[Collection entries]
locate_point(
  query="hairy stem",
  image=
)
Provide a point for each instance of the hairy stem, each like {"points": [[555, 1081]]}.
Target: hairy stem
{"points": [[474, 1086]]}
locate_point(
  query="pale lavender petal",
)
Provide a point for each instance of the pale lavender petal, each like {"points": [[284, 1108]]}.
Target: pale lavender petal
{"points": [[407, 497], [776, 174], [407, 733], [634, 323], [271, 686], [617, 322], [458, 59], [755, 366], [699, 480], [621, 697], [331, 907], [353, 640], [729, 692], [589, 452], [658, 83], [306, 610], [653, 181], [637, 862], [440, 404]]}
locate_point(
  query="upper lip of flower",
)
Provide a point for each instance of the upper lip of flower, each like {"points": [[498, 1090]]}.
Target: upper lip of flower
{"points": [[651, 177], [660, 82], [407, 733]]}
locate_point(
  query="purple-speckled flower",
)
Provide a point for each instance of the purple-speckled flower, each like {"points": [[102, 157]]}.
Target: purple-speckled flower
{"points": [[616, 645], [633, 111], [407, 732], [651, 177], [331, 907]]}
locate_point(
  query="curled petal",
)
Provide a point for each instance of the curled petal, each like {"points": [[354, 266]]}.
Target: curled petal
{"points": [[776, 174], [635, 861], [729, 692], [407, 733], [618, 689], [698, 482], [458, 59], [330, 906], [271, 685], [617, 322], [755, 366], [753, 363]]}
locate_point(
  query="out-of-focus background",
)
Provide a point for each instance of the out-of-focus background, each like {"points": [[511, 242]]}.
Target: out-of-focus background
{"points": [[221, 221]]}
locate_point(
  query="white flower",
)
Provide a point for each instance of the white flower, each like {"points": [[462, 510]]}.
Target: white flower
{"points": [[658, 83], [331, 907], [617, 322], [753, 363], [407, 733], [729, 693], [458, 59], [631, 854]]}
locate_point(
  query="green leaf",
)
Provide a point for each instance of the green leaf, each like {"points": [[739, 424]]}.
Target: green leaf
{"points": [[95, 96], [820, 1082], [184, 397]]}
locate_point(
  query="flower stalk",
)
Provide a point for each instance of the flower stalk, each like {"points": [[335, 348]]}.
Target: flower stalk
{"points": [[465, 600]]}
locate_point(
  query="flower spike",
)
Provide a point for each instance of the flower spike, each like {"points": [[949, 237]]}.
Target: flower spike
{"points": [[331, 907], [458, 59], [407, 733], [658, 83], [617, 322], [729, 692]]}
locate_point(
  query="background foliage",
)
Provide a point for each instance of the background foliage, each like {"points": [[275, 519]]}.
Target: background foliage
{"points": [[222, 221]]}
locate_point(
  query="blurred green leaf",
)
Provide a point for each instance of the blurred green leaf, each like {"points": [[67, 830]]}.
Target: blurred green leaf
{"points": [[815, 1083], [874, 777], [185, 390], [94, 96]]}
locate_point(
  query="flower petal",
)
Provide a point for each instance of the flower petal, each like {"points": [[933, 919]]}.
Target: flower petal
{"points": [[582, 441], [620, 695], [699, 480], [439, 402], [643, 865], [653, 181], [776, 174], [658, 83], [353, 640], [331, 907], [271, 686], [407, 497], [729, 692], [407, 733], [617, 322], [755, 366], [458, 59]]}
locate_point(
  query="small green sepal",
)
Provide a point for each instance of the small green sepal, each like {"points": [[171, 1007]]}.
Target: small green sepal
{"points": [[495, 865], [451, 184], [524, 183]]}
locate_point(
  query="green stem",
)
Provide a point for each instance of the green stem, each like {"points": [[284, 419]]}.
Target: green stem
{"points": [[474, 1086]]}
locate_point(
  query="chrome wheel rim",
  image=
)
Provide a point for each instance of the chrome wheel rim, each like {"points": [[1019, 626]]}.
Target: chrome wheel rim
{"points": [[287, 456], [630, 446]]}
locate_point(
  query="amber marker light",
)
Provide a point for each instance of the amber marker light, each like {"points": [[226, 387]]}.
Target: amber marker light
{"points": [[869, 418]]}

**To be done**
Each line of the material above must be retyped precisely.

**Result below**
locate_point(
  query="hairy stem",
  image=
)
Provide a point for each instance of the hairy stem, each like {"points": [[555, 1081]]}.
Target: hairy stem
{"points": [[474, 1086]]}
locate_point(
  query="pale lavender petal",
)
Provide a point for each instance of the pale lavender petal, each like {"points": [[284, 1108]]}.
Target: pale lavender petal
{"points": [[407, 497], [776, 174], [407, 733], [634, 323], [271, 686], [617, 322], [458, 59], [755, 366], [699, 480], [621, 697], [331, 907], [353, 640], [729, 692], [589, 452], [658, 83], [306, 610], [653, 181], [637, 862], [440, 404]]}
locate_point(
  query="upper lip of flower",
)
Provide a point for each instance of the upper lip of flower, each like {"points": [[498, 1090]]}.
Target: upper lip of flower
{"points": [[651, 177], [660, 82], [407, 733]]}
locate_point(
  query="purple-speckled flower",
)
Provide a point for each instance of the purple-speckled flower, each like {"points": [[102, 157]]}.
Target: purple-speckled flower
{"points": [[616, 645], [633, 111], [407, 732], [651, 177], [331, 907]]}
locate_point(
  query="curled petal",
)
Provide a point for each instance of the curled petal, each like {"points": [[354, 266]]}.
Target: curled petal
{"points": [[776, 174], [635, 861], [729, 692], [407, 733], [618, 689], [698, 482], [458, 59], [330, 906], [271, 685], [617, 322], [755, 366], [753, 363]]}
locate_point(
  query="out-of-focus background",
)
Provide a point for each instance of the out-of-focus background, each like {"points": [[511, 242]]}.
Target: out-of-focus background
{"points": [[221, 221]]}
locate_point(
  query="white flower",
)
Provide a point for each instance of the white flower, each like {"points": [[462, 510]]}.
Target: white flower
{"points": [[658, 83], [331, 907], [617, 322], [753, 363], [407, 733], [729, 693], [458, 59], [631, 854]]}
locate_point(
  query="green leaf",
)
Provide a point for each instance of the green leaf, each like {"points": [[739, 424]]}.
Target: green leaf
{"points": [[95, 96], [820, 1082], [184, 397]]}
locate_point(
  query="flower stalk",
)
Provide a point for each instance of the flower stalk, each like {"points": [[335, 348]]}.
Target: flower stalk
{"points": [[465, 600]]}
locate_point(
  query="flower spike",
)
Provide a point for each instance of the flower spike, each like {"points": [[949, 237]]}.
Target: flower spike
{"points": [[331, 907], [458, 59], [407, 733], [658, 83], [617, 322], [729, 692]]}
locate_point(
  query="background foliage",
)
Provide a point for each instance of the background foliage, each like {"points": [[275, 519]]}.
Target: background foliage
{"points": [[222, 221]]}
locate_point(
  query="blurred green leaf",
)
Provide a point for each instance of the blurred green leaf, each like {"points": [[67, 830]]}.
Target: blurred green leaf
{"points": [[815, 1083], [874, 777], [185, 390], [94, 96]]}
locate_point(
  query="flower petal",
)
Provide a point for each instance of the flower petal, each like {"points": [[933, 919]]}.
Target: flower petal
{"points": [[582, 441], [620, 695], [699, 480], [439, 402], [643, 865], [653, 181], [776, 174], [658, 83], [353, 640], [331, 907], [271, 686], [407, 497], [729, 692], [407, 733], [617, 322], [755, 366], [458, 59]]}
locate_point(
  query="small green sepal",
)
Provide a point for each instance of the small green sepal, each like {"points": [[171, 1007]]}.
Target: small green sepal
{"points": [[495, 865], [451, 184], [524, 183]]}
locate_point(
  query="green stem",
)
Provide a point for each instance of the green stem, each like {"points": [[284, 419]]}.
Target: green stem
{"points": [[474, 1086]]}
locate_point(
  query="chrome wheel rim",
  image=
)
Provide a point for each instance of the chrome wheel rim, each like {"points": [[1019, 626]]}.
Target: chrome wheel rim
{"points": [[287, 456], [630, 446]]}
locate_point(
  query="amber marker light",
)
Provide a point for each instance of the amber marker light, each like {"points": [[226, 387]]}.
Target: amber marker light
{"points": [[869, 418]]}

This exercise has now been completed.